Gather every line of the material below that contains the string "Target", treating uppercase and lowercase as different.
[start of Data extract]
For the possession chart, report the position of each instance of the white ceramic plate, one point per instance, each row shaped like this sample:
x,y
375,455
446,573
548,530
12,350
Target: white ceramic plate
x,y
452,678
[end of Data extract]
[start of Data extract]
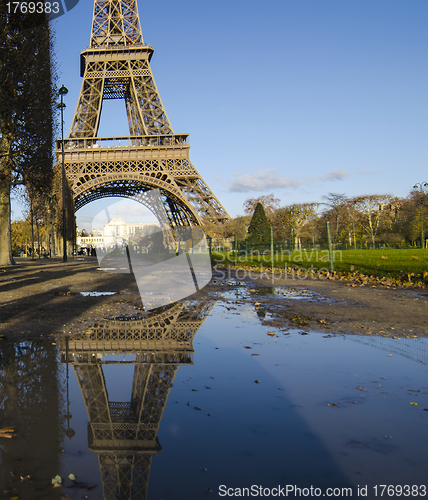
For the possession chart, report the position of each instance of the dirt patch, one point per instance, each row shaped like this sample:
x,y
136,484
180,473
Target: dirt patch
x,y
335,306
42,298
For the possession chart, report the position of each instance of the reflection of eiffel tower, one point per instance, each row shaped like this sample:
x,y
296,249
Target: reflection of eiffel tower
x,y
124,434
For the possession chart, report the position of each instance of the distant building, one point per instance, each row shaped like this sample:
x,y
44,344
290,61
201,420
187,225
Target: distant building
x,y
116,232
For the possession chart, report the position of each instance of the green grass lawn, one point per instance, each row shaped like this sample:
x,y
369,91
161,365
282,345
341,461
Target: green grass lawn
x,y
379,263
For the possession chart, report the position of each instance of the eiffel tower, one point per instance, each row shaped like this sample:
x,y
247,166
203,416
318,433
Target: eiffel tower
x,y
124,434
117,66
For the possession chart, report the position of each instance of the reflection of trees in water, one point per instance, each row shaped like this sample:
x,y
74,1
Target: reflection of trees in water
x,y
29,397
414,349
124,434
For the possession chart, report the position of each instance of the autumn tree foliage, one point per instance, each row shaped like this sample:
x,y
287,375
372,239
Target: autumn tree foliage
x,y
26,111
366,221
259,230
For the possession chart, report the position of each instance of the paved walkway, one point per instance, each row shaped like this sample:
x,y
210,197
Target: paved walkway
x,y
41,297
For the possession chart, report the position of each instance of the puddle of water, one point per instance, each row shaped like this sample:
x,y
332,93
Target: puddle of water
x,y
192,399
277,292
[end of Data extract]
■ **Solution to the exercise**:
Target: white ceramic plate
Target: dirt patch
Target: reflection of eiffel tower
Target: distant building
Target: green grass lawn
Target: eiffel tower
Target: reflection of trees in water
Target: autumn tree foliage
Target: paved walkway
Target: puddle of water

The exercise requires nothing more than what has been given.